Short exercise> Please copy out the following lines word for word, with every character unchanged.

Records shown>
++++

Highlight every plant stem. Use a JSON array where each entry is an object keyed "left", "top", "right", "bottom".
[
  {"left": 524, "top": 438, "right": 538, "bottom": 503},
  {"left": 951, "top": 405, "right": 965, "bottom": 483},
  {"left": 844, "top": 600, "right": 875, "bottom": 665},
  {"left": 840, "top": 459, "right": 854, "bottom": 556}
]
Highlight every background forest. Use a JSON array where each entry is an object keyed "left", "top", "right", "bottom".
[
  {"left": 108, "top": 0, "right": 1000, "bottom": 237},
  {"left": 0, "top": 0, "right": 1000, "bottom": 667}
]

++++

Final answer>
Highlight every plant stem. Use a JSON array where each entry is an object keyed "left", "top", "right", "bottom".
[
  {"left": 524, "top": 438, "right": 538, "bottom": 503},
  {"left": 951, "top": 405, "right": 965, "bottom": 483},
  {"left": 844, "top": 600, "right": 875, "bottom": 665},
  {"left": 840, "top": 459, "right": 854, "bottom": 556}
]
Highlight every background forest. Use a JSON array where each entry is an object keyed "left", "top", "right", "bottom".
[
  {"left": 108, "top": 0, "right": 1000, "bottom": 237},
  {"left": 0, "top": 0, "right": 1000, "bottom": 667}
]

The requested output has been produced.